# [DESCRIPTION OF THE TASK]
All of the entries below are to be repeated word for word.

(Records from a collection)
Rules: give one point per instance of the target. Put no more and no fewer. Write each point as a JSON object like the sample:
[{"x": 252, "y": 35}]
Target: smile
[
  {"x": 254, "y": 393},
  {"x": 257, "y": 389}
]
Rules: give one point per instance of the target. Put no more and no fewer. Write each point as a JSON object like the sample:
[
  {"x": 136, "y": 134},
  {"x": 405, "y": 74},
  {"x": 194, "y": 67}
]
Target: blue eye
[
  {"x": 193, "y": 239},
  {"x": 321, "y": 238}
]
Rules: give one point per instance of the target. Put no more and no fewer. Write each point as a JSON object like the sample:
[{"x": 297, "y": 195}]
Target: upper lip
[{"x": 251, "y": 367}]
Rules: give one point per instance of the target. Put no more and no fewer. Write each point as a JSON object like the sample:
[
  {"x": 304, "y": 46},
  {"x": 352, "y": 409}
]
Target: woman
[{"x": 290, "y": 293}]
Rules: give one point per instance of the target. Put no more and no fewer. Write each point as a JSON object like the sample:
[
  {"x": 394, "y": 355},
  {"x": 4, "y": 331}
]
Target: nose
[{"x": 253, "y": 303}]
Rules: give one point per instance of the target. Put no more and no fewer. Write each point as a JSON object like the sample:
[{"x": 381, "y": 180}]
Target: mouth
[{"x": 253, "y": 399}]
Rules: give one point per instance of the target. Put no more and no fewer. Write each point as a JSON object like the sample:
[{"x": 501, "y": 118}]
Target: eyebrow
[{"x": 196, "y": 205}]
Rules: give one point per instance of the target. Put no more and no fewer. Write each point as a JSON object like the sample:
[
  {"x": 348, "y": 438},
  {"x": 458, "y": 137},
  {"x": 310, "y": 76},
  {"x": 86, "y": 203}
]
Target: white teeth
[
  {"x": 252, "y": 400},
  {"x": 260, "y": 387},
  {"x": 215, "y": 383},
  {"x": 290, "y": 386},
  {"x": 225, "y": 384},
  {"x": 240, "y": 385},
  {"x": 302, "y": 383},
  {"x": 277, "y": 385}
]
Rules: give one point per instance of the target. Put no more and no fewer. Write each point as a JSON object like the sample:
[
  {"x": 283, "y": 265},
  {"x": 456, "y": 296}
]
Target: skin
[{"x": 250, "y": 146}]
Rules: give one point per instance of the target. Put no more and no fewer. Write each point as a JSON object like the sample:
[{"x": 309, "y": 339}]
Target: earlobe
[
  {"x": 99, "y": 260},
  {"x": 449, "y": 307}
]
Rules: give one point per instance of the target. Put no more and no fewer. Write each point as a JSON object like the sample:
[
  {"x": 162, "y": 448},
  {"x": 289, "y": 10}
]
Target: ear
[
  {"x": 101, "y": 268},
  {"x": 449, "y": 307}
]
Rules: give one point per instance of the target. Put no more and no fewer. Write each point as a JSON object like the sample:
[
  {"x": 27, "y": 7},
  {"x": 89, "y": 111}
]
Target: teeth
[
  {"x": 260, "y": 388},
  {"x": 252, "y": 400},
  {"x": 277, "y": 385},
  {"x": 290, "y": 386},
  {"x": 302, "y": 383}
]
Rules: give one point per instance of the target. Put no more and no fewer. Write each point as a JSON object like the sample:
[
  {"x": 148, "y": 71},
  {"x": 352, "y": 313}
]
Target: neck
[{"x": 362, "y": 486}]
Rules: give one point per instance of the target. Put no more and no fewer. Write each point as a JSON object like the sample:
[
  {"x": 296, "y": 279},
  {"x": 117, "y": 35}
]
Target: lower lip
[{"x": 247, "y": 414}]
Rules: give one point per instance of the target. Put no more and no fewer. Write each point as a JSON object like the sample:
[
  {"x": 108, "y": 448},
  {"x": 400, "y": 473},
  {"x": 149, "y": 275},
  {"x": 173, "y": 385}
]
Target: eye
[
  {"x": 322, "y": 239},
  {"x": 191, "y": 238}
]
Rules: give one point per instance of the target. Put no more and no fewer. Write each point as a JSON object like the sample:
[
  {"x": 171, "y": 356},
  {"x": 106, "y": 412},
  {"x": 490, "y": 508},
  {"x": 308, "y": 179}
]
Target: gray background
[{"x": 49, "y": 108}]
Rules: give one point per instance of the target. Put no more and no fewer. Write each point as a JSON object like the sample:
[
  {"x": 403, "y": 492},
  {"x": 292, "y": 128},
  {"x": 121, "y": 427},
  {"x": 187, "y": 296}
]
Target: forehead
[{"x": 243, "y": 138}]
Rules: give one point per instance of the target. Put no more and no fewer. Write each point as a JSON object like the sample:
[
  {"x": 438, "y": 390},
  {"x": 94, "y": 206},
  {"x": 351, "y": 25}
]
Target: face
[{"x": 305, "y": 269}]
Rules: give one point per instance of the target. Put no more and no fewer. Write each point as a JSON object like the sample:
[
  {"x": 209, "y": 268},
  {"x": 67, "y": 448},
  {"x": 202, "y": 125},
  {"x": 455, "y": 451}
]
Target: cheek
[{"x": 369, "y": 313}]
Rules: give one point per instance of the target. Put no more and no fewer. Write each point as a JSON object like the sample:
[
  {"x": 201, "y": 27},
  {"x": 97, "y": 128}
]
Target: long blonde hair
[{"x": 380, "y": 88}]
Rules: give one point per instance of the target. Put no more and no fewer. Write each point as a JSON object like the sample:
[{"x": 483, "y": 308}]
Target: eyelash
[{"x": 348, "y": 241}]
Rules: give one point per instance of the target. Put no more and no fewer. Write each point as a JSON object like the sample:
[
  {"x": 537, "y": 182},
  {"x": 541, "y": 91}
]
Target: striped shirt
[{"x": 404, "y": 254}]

# [EXERCISE RESULT]
Rules: give one point per instance of the target. Put no more and no fewer. Write each point as a JSON object like the sample:
[{"x": 252, "y": 35}]
Target: smile
[
  {"x": 254, "y": 393},
  {"x": 257, "y": 389}
]
Rules: give one point per instance of the target. Put no more and no fewer. Write each point as a JSON object like the sample:
[
  {"x": 136, "y": 134},
  {"x": 405, "y": 74},
  {"x": 194, "y": 67}
]
Target: blue eye
[
  {"x": 193, "y": 239},
  {"x": 321, "y": 238}
]
Rules: give one point per instance of the target. Put no more and no fewer. Write each point as a JSON object like the sample:
[{"x": 297, "y": 195}]
Target: upper lip
[{"x": 251, "y": 367}]
Rules: give one point per instance of the target. Put no more and no fewer. Write each point as a JSON object like the sample:
[
  {"x": 304, "y": 46},
  {"x": 352, "y": 409}
]
Target: woman
[{"x": 290, "y": 293}]
Rules: give one point per instance of the target. Put no more and no fewer. Write each point as a JSON object like the sample:
[
  {"x": 394, "y": 355},
  {"x": 4, "y": 331}
]
Target: nose
[{"x": 253, "y": 303}]
Rules: give one point per instance of the target. Put no more and no fewer. Write each point as a JSON object like the sample:
[{"x": 381, "y": 180}]
Target: mouth
[{"x": 253, "y": 399}]
Rules: give one point per instance of the target. Put no more and no fewer. Write each point as a JSON object like the sample:
[{"x": 501, "y": 118}]
Target: eyebrow
[{"x": 196, "y": 205}]
Rules: give one point per instance of the target. Put no more and no fewer. Write each point as a JSON object like the sample:
[
  {"x": 348, "y": 438},
  {"x": 458, "y": 137},
  {"x": 310, "y": 76},
  {"x": 86, "y": 203}
]
Target: white teeth
[
  {"x": 252, "y": 400},
  {"x": 260, "y": 387},
  {"x": 215, "y": 383},
  {"x": 290, "y": 386},
  {"x": 225, "y": 384},
  {"x": 240, "y": 385},
  {"x": 302, "y": 383},
  {"x": 277, "y": 385}
]
Rules: give one point per instance of the target. Put no more and no fewer. Write each point as a JSON object like the sample:
[
  {"x": 283, "y": 265},
  {"x": 456, "y": 296}
]
Target: skin
[{"x": 250, "y": 146}]
Rules: give one point per instance of the target. Put no more and no fewer. Write each point as a JSON object like the sample:
[{"x": 309, "y": 339}]
Target: earlobe
[
  {"x": 99, "y": 260},
  {"x": 449, "y": 307}
]
Rules: give one point per instance of the target. Put no more and no fewer. Write each point as a JSON object like the sample:
[
  {"x": 162, "y": 448},
  {"x": 289, "y": 10}
]
Target: ear
[
  {"x": 101, "y": 268},
  {"x": 449, "y": 307}
]
Rules: give one point per instance of the target. Put no more and no fewer. Write each point as a JSON object like the sample:
[
  {"x": 27, "y": 7},
  {"x": 89, "y": 111}
]
Target: teeth
[
  {"x": 260, "y": 388},
  {"x": 252, "y": 400},
  {"x": 277, "y": 385},
  {"x": 290, "y": 386},
  {"x": 302, "y": 383}
]
Rules: give one point per instance of the target. Put no more and no fewer. Write each point as a JSON object like the sample:
[
  {"x": 148, "y": 71},
  {"x": 352, "y": 313}
]
Target: neck
[{"x": 362, "y": 486}]
Rules: give one point per instance of the target. Put no more and no fewer. Write each point as a JSON object like the sample:
[
  {"x": 296, "y": 279},
  {"x": 117, "y": 35}
]
Target: lower lip
[{"x": 247, "y": 414}]
Rules: give one point per instance of the target. Put no more and no fewer. Write each point as a JSON object like the sample:
[
  {"x": 108, "y": 448},
  {"x": 400, "y": 473},
  {"x": 149, "y": 275},
  {"x": 173, "y": 385}
]
Target: eye
[
  {"x": 322, "y": 239},
  {"x": 191, "y": 238}
]
Rules: give one point per instance of the target. Put no more and no fewer. Write each point as a JSON object like the sample:
[
  {"x": 171, "y": 356},
  {"x": 106, "y": 412},
  {"x": 490, "y": 508},
  {"x": 308, "y": 179}
]
Target: gray background
[{"x": 49, "y": 108}]
Rules: give one point per instance of the target. Put no more and no fewer. Write each point as a JSON object like the sample:
[
  {"x": 403, "y": 492},
  {"x": 292, "y": 128},
  {"x": 121, "y": 427},
  {"x": 187, "y": 296}
]
Target: forehead
[{"x": 243, "y": 138}]
Rules: give one point per instance of the target. Put no more and no fewer. Write each point as a JSON object like the sample:
[
  {"x": 438, "y": 390},
  {"x": 94, "y": 206},
  {"x": 351, "y": 25}
]
Target: face
[{"x": 305, "y": 269}]
Rules: give one point per instance of the target. Put no more and no fewer. Write each point as a JSON object like the sample:
[
  {"x": 209, "y": 268},
  {"x": 67, "y": 448},
  {"x": 202, "y": 125},
  {"x": 455, "y": 451}
]
Target: cheek
[{"x": 369, "y": 313}]
Rules: give one point per instance of the target. Put no more and no fewer. Write each point as a JSON object like the sample:
[
  {"x": 201, "y": 27},
  {"x": 97, "y": 128}
]
Target: long blonde hair
[{"x": 380, "y": 88}]
Rules: give one point per instance of the target. Put no more and no fewer. Write each point as a JSON object like the sample:
[{"x": 483, "y": 308}]
Target: eyelash
[{"x": 348, "y": 241}]
Rules: give one point per instance of the target. Put no more and no fewer. Write each point as a JSON object like the sample:
[
  {"x": 537, "y": 182},
  {"x": 541, "y": 91}
]
Target: striped shirt
[{"x": 404, "y": 254}]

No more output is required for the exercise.